▸ **Task data**:

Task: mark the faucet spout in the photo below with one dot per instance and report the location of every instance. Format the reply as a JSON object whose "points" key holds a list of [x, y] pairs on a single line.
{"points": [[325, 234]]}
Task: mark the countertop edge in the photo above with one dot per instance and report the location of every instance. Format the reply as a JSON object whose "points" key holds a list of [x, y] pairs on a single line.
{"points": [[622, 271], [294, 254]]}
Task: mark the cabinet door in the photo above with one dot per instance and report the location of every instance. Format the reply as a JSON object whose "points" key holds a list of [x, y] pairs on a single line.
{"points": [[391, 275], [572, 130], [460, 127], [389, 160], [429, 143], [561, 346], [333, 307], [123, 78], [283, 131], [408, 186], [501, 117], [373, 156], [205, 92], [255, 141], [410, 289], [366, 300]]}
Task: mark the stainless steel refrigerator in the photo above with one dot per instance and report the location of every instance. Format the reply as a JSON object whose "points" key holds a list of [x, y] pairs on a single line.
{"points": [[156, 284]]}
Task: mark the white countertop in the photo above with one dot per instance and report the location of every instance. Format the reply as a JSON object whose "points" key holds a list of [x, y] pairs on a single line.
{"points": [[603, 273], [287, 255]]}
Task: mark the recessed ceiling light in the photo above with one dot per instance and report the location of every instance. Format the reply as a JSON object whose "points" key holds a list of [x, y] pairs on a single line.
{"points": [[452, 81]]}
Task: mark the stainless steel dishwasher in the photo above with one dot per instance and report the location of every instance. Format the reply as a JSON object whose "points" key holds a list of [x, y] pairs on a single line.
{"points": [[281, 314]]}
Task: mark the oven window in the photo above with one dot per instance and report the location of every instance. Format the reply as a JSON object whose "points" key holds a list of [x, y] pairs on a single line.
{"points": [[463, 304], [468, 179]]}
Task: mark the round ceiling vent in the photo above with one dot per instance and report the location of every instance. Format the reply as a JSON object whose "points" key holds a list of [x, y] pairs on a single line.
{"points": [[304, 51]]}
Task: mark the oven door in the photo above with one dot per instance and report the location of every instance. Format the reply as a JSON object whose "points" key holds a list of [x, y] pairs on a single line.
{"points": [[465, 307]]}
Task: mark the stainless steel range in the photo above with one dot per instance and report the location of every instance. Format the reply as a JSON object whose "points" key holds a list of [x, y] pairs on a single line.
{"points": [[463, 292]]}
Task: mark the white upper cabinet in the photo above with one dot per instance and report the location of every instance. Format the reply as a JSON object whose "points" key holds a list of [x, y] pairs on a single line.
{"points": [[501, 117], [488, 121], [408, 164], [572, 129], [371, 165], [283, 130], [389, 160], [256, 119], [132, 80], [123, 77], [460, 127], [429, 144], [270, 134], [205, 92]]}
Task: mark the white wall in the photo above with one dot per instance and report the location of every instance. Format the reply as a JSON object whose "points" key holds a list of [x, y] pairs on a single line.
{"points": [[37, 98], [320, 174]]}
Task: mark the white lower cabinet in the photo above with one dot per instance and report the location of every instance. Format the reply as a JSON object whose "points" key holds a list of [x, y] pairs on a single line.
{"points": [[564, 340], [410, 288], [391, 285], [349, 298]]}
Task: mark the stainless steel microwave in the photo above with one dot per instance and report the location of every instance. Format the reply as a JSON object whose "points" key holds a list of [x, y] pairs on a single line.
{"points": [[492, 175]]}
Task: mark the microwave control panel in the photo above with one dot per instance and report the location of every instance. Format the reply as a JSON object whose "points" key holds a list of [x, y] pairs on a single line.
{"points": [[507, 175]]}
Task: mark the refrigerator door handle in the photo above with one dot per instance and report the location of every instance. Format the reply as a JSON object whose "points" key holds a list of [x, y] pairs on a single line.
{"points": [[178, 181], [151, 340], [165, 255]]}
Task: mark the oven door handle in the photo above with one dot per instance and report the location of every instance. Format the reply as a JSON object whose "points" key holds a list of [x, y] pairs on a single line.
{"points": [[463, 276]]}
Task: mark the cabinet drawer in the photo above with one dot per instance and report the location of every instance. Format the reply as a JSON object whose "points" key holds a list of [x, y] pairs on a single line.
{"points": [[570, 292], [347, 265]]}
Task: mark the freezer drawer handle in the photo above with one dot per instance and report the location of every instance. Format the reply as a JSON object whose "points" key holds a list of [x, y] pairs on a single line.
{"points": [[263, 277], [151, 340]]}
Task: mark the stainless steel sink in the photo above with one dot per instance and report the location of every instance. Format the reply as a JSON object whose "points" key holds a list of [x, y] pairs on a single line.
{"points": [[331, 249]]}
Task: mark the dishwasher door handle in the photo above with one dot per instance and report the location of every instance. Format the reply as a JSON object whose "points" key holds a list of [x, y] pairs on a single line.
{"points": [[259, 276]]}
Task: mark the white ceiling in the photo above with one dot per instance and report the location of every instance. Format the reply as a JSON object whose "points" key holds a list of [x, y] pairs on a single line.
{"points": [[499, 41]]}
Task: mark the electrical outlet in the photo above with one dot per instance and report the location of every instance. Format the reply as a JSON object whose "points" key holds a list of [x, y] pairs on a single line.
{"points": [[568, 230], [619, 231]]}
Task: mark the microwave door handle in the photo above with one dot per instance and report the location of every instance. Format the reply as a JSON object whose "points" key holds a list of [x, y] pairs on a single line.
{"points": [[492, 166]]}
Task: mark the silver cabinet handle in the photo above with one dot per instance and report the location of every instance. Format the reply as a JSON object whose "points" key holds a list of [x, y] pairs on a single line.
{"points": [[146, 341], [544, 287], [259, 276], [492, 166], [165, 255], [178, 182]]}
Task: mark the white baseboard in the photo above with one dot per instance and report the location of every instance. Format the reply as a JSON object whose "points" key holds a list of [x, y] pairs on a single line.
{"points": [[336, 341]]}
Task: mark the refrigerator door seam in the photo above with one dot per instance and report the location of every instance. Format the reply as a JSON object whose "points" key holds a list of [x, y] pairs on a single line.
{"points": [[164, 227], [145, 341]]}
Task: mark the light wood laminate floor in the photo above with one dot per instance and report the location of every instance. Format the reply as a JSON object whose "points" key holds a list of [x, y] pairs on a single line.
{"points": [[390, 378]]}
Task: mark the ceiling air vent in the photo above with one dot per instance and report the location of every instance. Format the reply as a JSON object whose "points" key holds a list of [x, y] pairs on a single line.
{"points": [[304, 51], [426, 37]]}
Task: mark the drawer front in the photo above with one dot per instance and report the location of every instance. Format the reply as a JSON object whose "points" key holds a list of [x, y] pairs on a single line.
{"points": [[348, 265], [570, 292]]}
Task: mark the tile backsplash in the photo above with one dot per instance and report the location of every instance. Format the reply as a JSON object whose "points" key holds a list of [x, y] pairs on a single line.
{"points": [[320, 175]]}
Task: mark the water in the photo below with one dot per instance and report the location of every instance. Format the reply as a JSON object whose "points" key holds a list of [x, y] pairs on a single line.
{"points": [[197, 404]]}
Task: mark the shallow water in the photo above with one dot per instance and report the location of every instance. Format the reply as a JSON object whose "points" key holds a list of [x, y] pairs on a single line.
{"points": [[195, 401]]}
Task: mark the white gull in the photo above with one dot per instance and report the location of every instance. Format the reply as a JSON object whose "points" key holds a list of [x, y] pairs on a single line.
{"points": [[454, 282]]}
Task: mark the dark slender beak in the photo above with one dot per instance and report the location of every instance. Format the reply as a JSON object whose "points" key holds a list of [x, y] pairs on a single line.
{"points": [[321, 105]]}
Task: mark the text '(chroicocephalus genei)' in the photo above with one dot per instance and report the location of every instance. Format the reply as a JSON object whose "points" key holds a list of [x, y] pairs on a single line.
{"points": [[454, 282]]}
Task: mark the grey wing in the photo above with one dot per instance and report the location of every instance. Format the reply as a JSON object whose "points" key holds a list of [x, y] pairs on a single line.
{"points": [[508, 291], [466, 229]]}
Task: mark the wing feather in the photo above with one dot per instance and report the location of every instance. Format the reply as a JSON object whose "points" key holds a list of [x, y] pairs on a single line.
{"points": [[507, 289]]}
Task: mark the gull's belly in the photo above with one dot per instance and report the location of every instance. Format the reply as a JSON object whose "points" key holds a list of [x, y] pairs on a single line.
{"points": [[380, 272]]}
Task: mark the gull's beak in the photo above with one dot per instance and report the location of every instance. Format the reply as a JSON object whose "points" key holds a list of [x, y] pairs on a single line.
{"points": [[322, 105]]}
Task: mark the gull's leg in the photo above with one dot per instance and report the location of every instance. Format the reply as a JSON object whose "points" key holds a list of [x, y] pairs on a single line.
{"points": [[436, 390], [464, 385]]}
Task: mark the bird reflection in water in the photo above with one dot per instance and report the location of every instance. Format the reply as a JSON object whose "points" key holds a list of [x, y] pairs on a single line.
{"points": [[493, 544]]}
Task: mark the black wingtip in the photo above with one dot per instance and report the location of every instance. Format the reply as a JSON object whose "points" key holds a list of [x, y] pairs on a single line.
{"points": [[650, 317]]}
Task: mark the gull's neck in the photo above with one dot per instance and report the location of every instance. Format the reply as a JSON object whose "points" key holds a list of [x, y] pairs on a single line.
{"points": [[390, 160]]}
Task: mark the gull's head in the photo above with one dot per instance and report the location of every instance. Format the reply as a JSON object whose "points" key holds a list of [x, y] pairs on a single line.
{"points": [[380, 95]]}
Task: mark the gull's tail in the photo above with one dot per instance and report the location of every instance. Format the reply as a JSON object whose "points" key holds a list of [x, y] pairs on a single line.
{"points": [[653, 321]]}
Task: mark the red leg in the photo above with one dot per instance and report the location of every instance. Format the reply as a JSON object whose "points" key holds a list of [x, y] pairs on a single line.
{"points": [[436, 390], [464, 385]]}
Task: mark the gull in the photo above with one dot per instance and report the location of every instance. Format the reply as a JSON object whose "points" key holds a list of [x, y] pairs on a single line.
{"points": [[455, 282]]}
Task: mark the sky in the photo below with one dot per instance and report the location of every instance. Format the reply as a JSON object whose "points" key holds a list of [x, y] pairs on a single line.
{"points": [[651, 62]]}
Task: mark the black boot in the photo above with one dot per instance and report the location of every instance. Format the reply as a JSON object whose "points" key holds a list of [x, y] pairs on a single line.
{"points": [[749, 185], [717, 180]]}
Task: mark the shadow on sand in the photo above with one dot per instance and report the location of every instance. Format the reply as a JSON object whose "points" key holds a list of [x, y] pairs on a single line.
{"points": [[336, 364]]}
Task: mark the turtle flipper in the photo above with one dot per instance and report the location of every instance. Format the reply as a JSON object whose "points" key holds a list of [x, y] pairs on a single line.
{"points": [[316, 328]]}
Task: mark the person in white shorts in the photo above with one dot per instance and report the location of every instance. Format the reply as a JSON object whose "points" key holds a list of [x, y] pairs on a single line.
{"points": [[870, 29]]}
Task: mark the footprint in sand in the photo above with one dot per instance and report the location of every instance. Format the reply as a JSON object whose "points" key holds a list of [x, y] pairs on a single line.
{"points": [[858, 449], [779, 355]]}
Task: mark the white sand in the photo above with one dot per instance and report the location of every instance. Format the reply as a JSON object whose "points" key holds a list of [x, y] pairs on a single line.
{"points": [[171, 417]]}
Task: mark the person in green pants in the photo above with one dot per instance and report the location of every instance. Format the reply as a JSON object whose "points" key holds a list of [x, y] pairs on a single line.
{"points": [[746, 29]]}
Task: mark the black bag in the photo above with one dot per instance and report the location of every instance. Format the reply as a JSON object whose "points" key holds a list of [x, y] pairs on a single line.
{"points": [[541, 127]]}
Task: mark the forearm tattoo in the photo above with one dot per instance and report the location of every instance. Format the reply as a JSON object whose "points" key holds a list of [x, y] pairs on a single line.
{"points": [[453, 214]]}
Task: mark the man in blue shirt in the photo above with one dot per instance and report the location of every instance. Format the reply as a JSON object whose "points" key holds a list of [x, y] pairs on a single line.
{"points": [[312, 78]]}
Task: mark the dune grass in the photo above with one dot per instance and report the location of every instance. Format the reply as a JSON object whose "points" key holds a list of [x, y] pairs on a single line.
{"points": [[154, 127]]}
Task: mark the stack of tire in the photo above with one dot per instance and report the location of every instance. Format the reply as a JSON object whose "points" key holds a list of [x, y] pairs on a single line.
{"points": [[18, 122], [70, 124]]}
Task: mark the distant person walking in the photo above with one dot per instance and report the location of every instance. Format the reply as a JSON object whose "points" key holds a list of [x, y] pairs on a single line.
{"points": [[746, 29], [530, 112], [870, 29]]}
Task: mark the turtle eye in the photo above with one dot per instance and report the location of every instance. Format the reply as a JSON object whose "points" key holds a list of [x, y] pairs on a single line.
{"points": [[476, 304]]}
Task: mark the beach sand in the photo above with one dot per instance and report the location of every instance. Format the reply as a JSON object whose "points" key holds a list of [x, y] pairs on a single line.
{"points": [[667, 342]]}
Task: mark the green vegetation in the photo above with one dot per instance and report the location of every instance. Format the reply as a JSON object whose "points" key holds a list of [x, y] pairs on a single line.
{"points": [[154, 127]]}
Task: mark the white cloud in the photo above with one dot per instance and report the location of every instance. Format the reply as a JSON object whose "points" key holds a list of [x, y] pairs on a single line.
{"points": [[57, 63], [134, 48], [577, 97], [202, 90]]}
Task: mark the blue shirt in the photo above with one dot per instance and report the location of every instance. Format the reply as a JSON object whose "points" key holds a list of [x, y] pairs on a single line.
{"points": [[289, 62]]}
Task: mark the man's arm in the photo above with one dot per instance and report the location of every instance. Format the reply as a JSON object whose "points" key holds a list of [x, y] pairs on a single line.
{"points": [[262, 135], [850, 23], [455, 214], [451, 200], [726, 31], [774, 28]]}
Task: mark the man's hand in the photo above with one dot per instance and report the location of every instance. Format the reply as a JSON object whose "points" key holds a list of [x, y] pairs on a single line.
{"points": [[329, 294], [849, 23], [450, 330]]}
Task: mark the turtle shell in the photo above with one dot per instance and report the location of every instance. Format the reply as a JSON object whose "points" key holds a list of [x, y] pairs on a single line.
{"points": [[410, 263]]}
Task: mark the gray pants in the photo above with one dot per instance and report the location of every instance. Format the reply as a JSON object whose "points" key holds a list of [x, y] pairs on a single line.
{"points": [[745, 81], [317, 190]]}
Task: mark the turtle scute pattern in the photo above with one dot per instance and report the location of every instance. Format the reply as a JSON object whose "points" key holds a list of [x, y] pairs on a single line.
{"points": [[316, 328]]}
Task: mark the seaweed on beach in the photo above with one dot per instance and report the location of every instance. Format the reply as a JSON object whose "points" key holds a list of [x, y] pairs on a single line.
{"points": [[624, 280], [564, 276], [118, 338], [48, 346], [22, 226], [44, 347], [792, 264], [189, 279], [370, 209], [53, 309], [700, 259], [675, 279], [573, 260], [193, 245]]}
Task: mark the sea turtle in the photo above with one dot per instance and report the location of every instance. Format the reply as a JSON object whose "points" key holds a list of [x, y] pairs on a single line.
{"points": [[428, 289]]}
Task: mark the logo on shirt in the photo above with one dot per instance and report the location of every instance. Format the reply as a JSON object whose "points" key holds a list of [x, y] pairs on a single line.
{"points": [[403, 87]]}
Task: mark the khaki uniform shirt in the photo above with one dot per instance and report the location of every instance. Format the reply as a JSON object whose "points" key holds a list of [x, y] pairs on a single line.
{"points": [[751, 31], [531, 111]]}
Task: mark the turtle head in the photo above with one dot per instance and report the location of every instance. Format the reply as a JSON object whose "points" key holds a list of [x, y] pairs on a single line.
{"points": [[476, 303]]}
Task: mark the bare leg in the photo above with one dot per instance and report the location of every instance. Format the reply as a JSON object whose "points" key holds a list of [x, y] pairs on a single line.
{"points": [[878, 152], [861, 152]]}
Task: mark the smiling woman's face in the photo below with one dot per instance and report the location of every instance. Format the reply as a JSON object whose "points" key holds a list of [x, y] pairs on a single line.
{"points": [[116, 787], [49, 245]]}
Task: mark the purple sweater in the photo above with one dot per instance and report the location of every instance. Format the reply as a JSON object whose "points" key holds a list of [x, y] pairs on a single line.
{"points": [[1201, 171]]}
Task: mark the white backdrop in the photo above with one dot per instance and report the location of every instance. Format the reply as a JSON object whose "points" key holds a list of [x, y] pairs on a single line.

▸ **Your task**: Extract every line from the one containing "Task: mark the bare" to the end of the entries, including both of those lines, exactly as given and with nothing added.

▸ **Result of the task**:
Task: mark the bare leg in the photo above with one dot per instance and report the location of every instance. Format the reply as a JSON object whose "points" key holds a list of [x, y] pairs on a single line.
{"points": [[878, 152], [861, 152]]}
Task: mark the smiling woman's face in the photo below with one dot per instance and report the location of every instance. Format the reply as a JSON object whose "points" key holds a list of [x, y] pairs on a single line.
{"points": [[116, 787], [49, 245]]}
Task: mark the purple sweater in the photo above with one dot per instance and report the location of every instance. Format the reply as a JSON object whose "points" key holds a list of [x, y] pairs on a single line.
{"points": [[1201, 171]]}
Task: mark the white backdrop in the photo above with one dot per instance and report the location of every instance. Format the reply as a JSON object whose "points" key holds a list of [x, y] pairs on a single line.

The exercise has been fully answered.